▶ _TEXT FOR ANALYSIS_
The Chief Administrative Secretary in the Ministry of Health Dr. Rashid Aman led the country in celebrating 10 years of deworming under the National School-Based Deworming Programme (NSBDP), jointly led by the Ministry of Health and the Ministry of Education with technical support from the global non-profit Evidence Action at Mundika Boys Primary in Busia County.

The country targets to deworm over 6 million children across all the 27 counties. In Busia over 297,000 children under the age of 14 will benefit from the program.

Speaking during the NSBDP, Dr. Aman noted that children aged 2-14 years, regardless of their enrollment status, are provided with free deworming treatment by teachers at schools. Treatment is conducted in at-risk areas for two types of parasitic worm infections, soil-transmitted helminths and schistosomiasis, which are neglected tropical diseases that impede children’s health and access to education.

With 2022 marking the tenth year of deworming, the NSBDP has to date conducted a total of 9 rounds of school-based deworming treatment, reaching up to 6 million children annually across 27 counties.

“Busia was a site of ground-breaking research that informed on global and national programs on benefits of deworming school aged children. Intestinal worms are a major public health problem in Kenya. At least 6 million children are at risk of infection yearly. Worm infestation in children causes malnourishment despite being fed the correct diet,” said CAS Aman.

His sentiments were echoed by the Secretary Admiration in the ministry of Education Andrew Lukalia, Early Learning & Basic Education, at the Ministry of Education, who noted that School-based treatment gives millions of Kenyan children a worm-free childhood, with lifelong benefits for their health and livelihoods.

▶ _INFORMATION_
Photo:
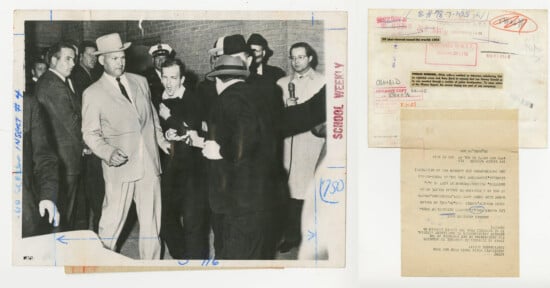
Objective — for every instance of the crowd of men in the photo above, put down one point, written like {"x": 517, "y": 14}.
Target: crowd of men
{"x": 232, "y": 154}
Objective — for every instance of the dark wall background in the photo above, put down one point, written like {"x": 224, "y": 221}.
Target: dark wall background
{"x": 190, "y": 39}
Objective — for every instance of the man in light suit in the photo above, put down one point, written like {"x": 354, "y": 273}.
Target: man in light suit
{"x": 121, "y": 127}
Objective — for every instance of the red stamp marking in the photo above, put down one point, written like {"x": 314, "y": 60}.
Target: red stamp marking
{"x": 451, "y": 54}
{"x": 391, "y": 22}
{"x": 390, "y": 99}
{"x": 514, "y": 22}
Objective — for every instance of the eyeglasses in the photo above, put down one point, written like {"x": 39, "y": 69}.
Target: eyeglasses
{"x": 300, "y": 57}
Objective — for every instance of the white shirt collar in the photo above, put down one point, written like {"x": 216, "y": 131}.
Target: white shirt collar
{"x": 177, "y": 94}
{"x": 123, "y": 80}
{"x": 309, "y": 74}
{"x": 113, "y": 79}
{"x": 221, "y": 86}
{"x": 57, "y": 73}
{"x": 158, "y": 73}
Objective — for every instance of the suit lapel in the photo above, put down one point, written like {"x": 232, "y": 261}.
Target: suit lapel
{"x": 139, "y": 104}
{"x": 116, "y": 95}
{"x": 68, "y": 93}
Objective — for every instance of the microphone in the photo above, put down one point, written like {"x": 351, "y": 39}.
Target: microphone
{"x": 291, "y": 90}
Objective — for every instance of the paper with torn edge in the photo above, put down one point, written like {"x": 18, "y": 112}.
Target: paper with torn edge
{"x": 457, "y": 59}
{"x": 192, "y": 34}
{"x": 459, "y": 193}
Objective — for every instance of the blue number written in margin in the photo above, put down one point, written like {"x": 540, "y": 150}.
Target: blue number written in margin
{"x": 212, "y": 261}
{"x": 183, "y": 262}
{"x": 328, "y": 188}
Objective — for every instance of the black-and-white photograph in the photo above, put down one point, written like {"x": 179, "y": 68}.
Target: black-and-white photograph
{"x": 182, "y": 139}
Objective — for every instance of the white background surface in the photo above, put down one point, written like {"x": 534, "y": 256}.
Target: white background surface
{"x": 373, "y": 220}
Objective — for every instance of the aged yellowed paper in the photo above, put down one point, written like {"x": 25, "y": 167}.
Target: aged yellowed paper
{"x": 459, "y": 193}
{"x": 457, "y": 59}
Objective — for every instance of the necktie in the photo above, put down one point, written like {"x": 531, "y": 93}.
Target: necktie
{"x": 122, "y": 89}
{"x": 69, "y": 85}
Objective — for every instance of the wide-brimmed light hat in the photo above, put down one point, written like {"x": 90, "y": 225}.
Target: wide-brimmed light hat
{"x": 229, "y": 45}
{"x": 228, "y": 66}
{"x": 110, "y": 43}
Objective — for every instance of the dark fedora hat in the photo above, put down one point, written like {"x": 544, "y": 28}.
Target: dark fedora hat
{"x": 257, "y": 39}
{"x": 228, "y": 65}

▶ _DIRECTIONS FOR THIS TASK_
According to the deworming text, why are children treated for soil-transmitted helminths and schistosomiasis? Answer in one to three sentences. The items are drawn from a separate source.

▶ _RESPONSE TO THIS TASK_
Both are neglected tropical diseases that impede children's health and access to education.